Short task:
Reproduce the material below with every "photograph" replaced by "image" and everything else unchanged. Omit the pictures from your answer.

Information given:

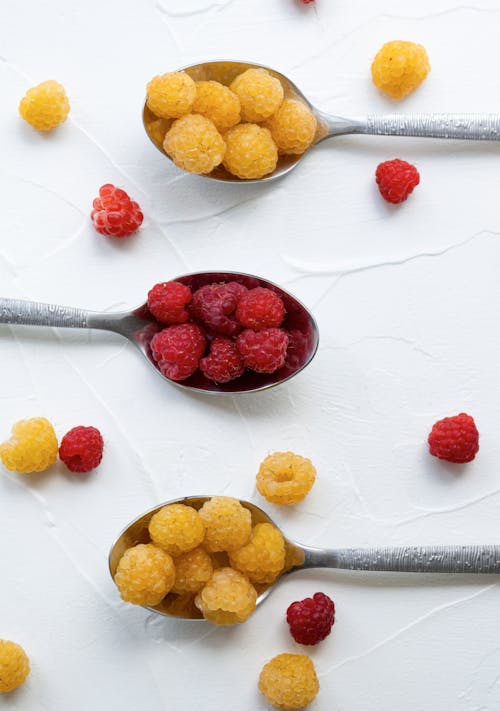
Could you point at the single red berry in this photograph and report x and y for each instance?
(263, 351)
(311, 619)
(177, 350)
(81, 449)
(215, 306)
(167, 302)
(396, 179)
(260, 308)
(224, 363)
(114, 213)
(455, 439)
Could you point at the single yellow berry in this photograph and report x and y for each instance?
(177, 528)
(228, 524)
(171, 95)
(32, 447)
(285, 478)
(400, 67)
(194, 144)
(218, 103)
(260, 94)
(289, 681)
(145, 574)
(228, 598)
(45, 106)
(292, 127)
(14, 665)
(251, 152)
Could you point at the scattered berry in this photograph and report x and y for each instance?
(194, 144)
(177, 528)
(455, 439)
(263, 557)
(260, 94)
(228, 524)
(171, 95)
(396, 179)
(289, 681)
(292, 127)
(263, 351)
(31, 448)
(218, 103)
(114, 213)
(285, 478)
(215, 306)
(14, 665)
(227, 599)
(260, 308)
(45, 106)
(167, 302)
(311, 619)
(399, 68)
(81, 449)
(251, 152)
(177, 350)
(145, 574)
(224, 363)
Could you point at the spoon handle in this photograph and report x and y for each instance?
(422, 559)
(473, 127)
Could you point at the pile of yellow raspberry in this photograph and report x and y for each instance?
(204, 561)
(244, 126)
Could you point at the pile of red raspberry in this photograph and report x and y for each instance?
(223, 329)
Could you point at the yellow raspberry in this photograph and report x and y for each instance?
(228, 524)
(218, 103)
(260, 94)
(14, 665)
(192, 571)
(32, 447)
(45, 106)
(400, 67)
(292, 127)
(145, 574)
(285, 478)
(194, 144)
(289, 681)
(250, 151)
(171, 95)
(263, 558)
(177, 528)
(228, 598)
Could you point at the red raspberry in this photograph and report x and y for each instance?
(115, 213)
(215, 305)
(263, 351)
(260, 308)
(455, 439)
(396, 180)
(177, 350)
(311, 619)
(81, 449)
(224, 362)
(167, 302)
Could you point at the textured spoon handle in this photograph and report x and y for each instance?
(475, 127)
(31, 313)
(427, 559)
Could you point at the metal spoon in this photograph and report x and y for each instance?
(139, 326)
(478, 559)
(474, 127)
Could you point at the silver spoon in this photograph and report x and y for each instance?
(139, 326)
(473, 127)
(478, 559)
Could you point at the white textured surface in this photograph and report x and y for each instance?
(407, 302)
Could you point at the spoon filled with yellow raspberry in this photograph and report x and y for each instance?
(237, 121)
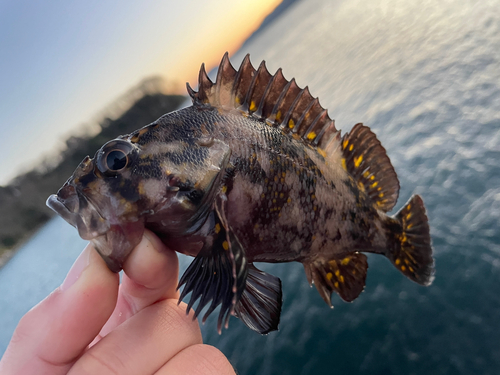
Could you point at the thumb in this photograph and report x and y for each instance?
(52, 335)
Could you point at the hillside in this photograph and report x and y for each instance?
(22, 202)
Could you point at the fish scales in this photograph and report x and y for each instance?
(254, 171)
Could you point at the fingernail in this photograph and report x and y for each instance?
(154, 241)
(76, 270)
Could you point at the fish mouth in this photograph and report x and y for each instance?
(84, 216)
(60, 208)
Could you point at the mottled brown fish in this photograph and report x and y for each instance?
(253, 171)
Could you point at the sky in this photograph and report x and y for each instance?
(62, 62)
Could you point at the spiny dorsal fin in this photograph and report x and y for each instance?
(367, 161)
(268, 98)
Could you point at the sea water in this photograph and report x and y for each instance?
(425, 76)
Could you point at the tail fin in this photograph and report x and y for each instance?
(410, 243)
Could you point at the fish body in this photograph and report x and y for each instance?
(254, 171)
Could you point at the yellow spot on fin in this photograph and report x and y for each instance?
(357, 161)
(346, 276)
(367, 162)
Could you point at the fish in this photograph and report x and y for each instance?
(253, 171)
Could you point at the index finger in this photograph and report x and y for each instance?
(150, 275)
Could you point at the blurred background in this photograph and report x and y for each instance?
(424, 75)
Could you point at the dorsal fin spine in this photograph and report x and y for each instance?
(218, 79)
(274, 113)
(313, 125)
(290, 111)
(258, 113)
(271, 99)
(204, 91)
(239, 102)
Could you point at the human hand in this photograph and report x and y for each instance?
(93, 325)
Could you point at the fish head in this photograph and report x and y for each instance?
(111, 198)
(95, 201)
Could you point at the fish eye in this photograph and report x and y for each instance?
(116, 160)
(114, 157)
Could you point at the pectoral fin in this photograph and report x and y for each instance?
(345, 275)
(260, 304)
(219, 272)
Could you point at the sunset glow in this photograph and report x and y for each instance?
(63, 62)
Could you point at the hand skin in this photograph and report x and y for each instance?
(93, 325)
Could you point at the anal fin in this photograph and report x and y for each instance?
(260, 304)
(409, 242)
(344, 275)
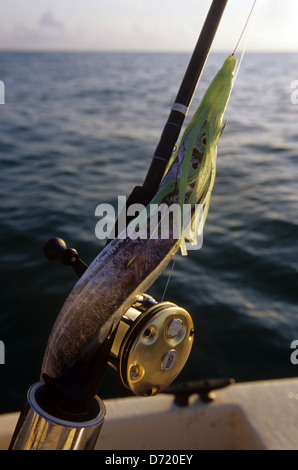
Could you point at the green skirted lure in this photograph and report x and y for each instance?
(192, 168)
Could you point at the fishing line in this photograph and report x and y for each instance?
(168, 280)
(252, 10)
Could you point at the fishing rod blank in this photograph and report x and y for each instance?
(144, 194)
(178, 112)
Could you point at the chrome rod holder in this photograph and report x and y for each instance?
(37, 429)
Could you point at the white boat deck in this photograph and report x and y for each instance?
(253, 415)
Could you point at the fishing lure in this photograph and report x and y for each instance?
(113, 283)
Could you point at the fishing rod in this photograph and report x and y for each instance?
(183, 99)
(144, 194)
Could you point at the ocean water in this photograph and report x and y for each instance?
(79, 129)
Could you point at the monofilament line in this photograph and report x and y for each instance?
(245, 26)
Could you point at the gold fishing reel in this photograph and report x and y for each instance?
(151, 346)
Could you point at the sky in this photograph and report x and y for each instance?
(143, 25)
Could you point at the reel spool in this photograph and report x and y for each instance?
(151, 345)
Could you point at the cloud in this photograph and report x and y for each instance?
(48, 19)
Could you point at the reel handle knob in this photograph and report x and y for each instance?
(56, 249)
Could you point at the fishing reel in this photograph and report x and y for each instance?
(152, 341)
(151, 345)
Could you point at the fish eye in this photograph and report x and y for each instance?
(203, 140)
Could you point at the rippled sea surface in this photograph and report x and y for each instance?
(79, 129)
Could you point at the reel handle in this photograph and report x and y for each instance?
(56, 249)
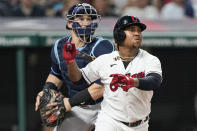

Task result:
Could you point at the single red berry in this image and report x and y for each instance?
(263, 351)
(311, 619)
(177, 350)
(81, 449)
(215, 306)
(167, 302)
(396, 179)
(260, 308)
(224, 363)
(114, 213)
(455, 439)
Could you point at the single yellow berry in this image and report x and y for each instance?
(177, 528)
(228, 524)
(171, 95)
(32, 447)
(285, 478)
(400, 67)
(194, 144)
(218, 103)
(260, 94)
(289, 681)
(145, 574)
(228, 598)
(45, 106)
(292, 127)
(14, 665)
(251, 152)
Could you point at the scattered berry in this image and report x and y for each instance?
(194, 144)
(177, 528)
(455, 439)
(263, 557)
(260, 94)
(228, 524)
(171, 95)
(396, 179)
(289, 681)
(292, 127)
(263, 351)
(31, 448)
(218, 103)
(114, 213)
(285, 478)
(215, 306)
(14, 665)
(227, 599)
(260, 308)
(45, 106)
(167, 302)
(311, 619)
(399, 68)
(81, 449)
(251, 152)
(177, 350)
(145, 574)
(224, 363)
Could you point at the spoon handle in this image and report x and y for each instance?
(422, 559)
(473, 127)
Could you point at the pile of yellow raspberry in this image and report x and y for each instance?
(204, 561)
(244, 126)
Could you point at the pile of red raspberry in this image and report x and y for each instance?
(223, 329)
Could you point at the yellow raspberry in this image and report x and y for each instance?
(228, 524)
(218, 103)
(260, 94)
(14, 665)
(192, 571)
(32, 447)
(45, 106)
(400, 67)
(292, 127)
(145, 574)
(285, 478)
(194, 144)
(289, 681)
(250, 151)
(171, 95)
(263, 558)
(177, 528)
(228, 598)
Could you point at the red raspberry in this image and report x and y for each instance?
(115, 213)
(215, 305)
(263, 351)
(260, 308)
(455, 439)
(396, 180)
(177, 350)
(311, 619)
(81, 449)
(224, 362)
(167, 302)
Could you point at the textured spoon handle in this image and report x and y for each instance?
(475, 127)
(31, 313)
(427, 559)
Could you point at the metal spoon in this image and report x and y for each instance?
(139, 326)
(478, 559)
(474, 127)
Could you point at the silver spoon in this image and report x and y for each instance?
(139, 326)
(473, 127)
(478, 559)
Could you point at the white textured surface in this image and report x and y for each instance?
(407, 302)
Could you point at the spoon filled with yellow raspberry in this image and report x and y for each instance?
(237, 121)
Could you point at the thumb in this image and report x and y for each instance?
(52, 335)
Could you point at the hillside in this image and report x and y for each instance?
(22, 202)
Could you point at the fish scales in this image and report x and y for each instance?
(254, 171)
Could you point at the fingernail in this image and report x and y for each instance?
(154, 241)
(76, 270)
Could you point at the fish mouth in this image and report x and y for each instance?
(84, 216)
(60, 208)
Could you point at the mottled brown fish in this image and report x and y for each instance?
(253, 171)
Could you point at the sky in this image and report x and y for each instance?
(62, 62)
Could you point at the spiny dorsal fin in this image and report x and y for each instance?
(367, 161)
(268, 98)
Could you point at the sea water in this image and report x and y for each instance?
(425, 76)
Could you point at the tail fin in this image and report x and y for each instance?
(410, 243)
Could you point at the fish body in this image and report x and y for each instance?
(254, 171)
Could you point at the yellow spot on fin in this image and report x and y for each instance?
(357, 161)
(346, 276)
(367, 162)
Could you point at the fish in this image and report x and y for each instance?
(253, 171)
Could you point at the index finger in this image and report x and y for each instance?
(150, 275)
Could you point at the blurred background in this image and report x and y for each instance?
(424, 75)
Could you point at the dorsal fin spine in this image and report x and y for each instance?
(218, 79)
(274, 113)
(313, 125)
(290, 111)
(258, 113)
(271, 99)
(204, 91)
(239, 102)
Could you point at the human hand in this image and report x and y for each instance?
(93, 325)
Could you point at the fish head in this image and report x and y for each instance?
(111, 198)
(95, 201)
Could you point at the fish eye in this image and report x and y for each instance?
(116, 160)
(114, 157)
Could you point at the pectoral fin in this image and report x and y for each instance?
(345, 275)
(260, 304)
(219, 272)
Could you point at the sunset glow in this image and report x and y for each instance?
(63, 62)
Could you point at the hand skin in this image and report x and y for each instance?
(93, 325)
Could you point at the anal fin in this image and report x and y for each instance?
(260, 304)
(409, 242)
(344, 275)
Could you point at the green skirted lure in this image and report x and y for each instance?
(192, 168)
Could you point at the fishing line in this image and report x and y for each instance?
(168, 280)
(252, 10)
Could you point at the fishing rod blank in this image and report x and y for each instance?
(144, 194)
(178, 112)
Could you point at the chrome rod holder in this image and report x and y for each instance?
(37, 429)
Could you point at the white boat deck in this image and report x and y for each instance?
(253, 415)
Could you point at the fishing lure in this image and report x and y for each instance?
(113, 283)
Could you point at the fishing rod in this image and report x and y for each instance?
(183, 99)
(144, 194)
Could you point at the ocean water in this image and report x and y for each instance?
(79, 129)
Could you point at the monofilament line in this image and report x and y for each instance?
(245, 26)
Could you point at the gold fishing reel in this image and report x and y for each instance?
(151, 346)
Could you point at the sky in this image and report x and y for each instance?
(143, 25)
Could you point at the reel spool in this image and report x and y for each instance?
(151, 345)
Could you point at the cloud in this image and report x and y for each instance?
(48, 19)
Could you point at the reel handle knob in this image and report x and y for each instance?
(56, 249)
Could you point at the fishing reel in this image and report x and y for each instance?
(152, 341)
(151, 345)
Could you point at the fish eye in this image and report x and y for each instance?
(203, 140)
Could you point at the rippled sea surface in this image and report x and y for each instance?
(79, 129)
Could you point at the reel handle in this image and report x and y for each instance?
(56, 249)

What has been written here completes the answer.